-- WORK REQUIRED --
Can you express the stretch of the records below that opens with the line containing "the tree line" and closes with the line containing "pixel 165 68", both included, as a Markdown table with columns Row and Line? Number each line in Row and leave out any blank lines.

-- Entries from a pointing dataset --
---+---

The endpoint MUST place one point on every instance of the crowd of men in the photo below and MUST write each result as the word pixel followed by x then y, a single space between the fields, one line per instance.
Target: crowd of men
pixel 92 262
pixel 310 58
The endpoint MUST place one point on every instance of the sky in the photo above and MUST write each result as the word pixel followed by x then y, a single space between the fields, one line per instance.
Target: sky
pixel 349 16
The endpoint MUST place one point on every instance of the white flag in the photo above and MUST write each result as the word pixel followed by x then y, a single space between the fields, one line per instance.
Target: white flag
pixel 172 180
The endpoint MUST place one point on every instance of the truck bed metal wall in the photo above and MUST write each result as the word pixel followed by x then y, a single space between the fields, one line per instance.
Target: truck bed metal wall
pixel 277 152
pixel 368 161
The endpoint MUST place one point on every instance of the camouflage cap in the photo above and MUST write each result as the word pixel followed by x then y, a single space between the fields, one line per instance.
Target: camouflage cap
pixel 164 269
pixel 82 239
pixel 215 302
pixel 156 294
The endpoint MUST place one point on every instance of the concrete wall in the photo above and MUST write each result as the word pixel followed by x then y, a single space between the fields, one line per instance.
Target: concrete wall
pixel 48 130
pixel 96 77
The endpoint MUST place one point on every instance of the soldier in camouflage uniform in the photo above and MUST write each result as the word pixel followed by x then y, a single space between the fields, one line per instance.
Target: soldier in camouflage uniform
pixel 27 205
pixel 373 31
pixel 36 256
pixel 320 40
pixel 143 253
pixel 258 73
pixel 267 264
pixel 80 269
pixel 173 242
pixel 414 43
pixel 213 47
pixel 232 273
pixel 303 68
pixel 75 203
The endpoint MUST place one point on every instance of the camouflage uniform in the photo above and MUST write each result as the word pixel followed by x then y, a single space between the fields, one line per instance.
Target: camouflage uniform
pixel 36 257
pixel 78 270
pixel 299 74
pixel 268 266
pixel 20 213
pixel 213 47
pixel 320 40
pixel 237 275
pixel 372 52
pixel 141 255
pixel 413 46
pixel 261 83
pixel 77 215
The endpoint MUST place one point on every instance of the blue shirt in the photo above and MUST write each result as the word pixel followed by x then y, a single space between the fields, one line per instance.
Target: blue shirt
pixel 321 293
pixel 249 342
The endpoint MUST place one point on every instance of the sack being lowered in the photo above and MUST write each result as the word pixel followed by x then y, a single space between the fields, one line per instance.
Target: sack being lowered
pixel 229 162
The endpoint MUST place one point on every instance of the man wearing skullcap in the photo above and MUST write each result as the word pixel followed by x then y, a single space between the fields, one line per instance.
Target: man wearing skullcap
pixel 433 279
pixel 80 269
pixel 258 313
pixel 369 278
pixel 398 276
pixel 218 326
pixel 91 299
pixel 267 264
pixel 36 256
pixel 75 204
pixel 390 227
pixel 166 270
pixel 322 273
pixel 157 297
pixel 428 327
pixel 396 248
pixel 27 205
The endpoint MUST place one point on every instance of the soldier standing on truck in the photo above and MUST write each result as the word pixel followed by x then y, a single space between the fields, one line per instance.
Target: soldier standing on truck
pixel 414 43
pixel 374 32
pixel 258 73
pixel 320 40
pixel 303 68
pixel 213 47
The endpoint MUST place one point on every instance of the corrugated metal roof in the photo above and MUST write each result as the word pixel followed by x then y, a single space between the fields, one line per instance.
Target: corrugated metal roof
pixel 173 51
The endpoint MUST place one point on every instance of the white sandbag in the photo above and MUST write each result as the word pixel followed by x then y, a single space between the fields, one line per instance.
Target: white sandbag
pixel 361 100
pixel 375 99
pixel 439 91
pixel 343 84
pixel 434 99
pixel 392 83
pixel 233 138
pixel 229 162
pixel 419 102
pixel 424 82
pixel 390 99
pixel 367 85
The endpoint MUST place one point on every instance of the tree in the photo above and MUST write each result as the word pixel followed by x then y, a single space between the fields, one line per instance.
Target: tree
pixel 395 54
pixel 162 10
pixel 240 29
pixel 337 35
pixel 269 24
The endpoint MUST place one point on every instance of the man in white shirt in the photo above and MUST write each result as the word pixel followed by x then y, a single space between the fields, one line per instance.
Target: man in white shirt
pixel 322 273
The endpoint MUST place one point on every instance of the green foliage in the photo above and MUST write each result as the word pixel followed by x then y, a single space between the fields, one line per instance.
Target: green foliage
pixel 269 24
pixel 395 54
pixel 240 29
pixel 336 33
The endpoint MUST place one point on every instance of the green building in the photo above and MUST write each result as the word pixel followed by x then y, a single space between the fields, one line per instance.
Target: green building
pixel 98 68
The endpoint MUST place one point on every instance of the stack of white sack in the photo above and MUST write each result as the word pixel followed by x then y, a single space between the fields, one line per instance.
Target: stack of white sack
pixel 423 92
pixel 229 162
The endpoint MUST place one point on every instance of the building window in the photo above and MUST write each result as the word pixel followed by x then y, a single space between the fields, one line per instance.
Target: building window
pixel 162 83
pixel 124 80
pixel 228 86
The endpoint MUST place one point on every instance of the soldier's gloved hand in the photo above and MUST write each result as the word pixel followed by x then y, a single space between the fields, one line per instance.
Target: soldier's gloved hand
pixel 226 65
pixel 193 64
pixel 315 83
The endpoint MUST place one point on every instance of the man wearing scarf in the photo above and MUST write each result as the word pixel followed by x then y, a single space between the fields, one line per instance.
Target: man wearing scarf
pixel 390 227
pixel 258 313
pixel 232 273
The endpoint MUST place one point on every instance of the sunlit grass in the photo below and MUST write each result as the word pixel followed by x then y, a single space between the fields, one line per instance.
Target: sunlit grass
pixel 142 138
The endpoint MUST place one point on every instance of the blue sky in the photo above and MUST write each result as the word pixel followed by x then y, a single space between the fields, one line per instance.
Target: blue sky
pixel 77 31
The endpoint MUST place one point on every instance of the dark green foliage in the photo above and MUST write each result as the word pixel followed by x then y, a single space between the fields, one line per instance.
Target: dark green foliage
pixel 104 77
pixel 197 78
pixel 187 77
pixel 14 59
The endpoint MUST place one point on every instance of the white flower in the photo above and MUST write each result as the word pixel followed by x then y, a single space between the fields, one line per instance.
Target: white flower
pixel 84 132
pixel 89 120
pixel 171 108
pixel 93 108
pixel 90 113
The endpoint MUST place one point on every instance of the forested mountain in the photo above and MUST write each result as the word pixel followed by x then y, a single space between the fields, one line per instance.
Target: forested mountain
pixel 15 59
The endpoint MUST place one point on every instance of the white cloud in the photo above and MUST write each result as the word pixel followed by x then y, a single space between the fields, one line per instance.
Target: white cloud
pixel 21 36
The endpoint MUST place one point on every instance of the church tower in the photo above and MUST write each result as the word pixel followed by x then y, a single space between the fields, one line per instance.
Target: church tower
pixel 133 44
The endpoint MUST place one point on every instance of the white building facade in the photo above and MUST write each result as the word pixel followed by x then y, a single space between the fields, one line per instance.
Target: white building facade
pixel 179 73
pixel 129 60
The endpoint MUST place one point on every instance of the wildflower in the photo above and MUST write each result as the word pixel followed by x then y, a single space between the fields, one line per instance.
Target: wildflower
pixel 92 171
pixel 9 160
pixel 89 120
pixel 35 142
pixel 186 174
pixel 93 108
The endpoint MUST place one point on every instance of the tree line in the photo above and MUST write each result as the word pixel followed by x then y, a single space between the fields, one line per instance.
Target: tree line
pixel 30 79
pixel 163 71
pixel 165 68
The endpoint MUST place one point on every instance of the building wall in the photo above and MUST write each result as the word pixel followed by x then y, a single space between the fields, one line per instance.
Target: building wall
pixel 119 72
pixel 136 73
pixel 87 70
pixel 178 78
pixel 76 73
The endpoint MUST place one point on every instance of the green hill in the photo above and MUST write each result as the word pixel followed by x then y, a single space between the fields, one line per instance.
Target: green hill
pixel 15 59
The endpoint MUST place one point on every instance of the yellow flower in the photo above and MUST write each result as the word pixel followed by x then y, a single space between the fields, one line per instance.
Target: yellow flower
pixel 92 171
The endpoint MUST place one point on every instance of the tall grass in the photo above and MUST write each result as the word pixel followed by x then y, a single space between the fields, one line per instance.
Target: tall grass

---+---

-- RESPONSE TO THE EXERCISE --
| Row | Line |
|---|---|
| 1 | The endpoint MUST place one point on every instance of the tree line in the photo above and MUST write each result as the word pixel followed by x then y, a single space between the fields, one line per instance. |
| 2 | Target: tree line |
| 3 | pixel 30 79 |
| 4 | pixel 163 71 |
| 5 | pixel 165 68 |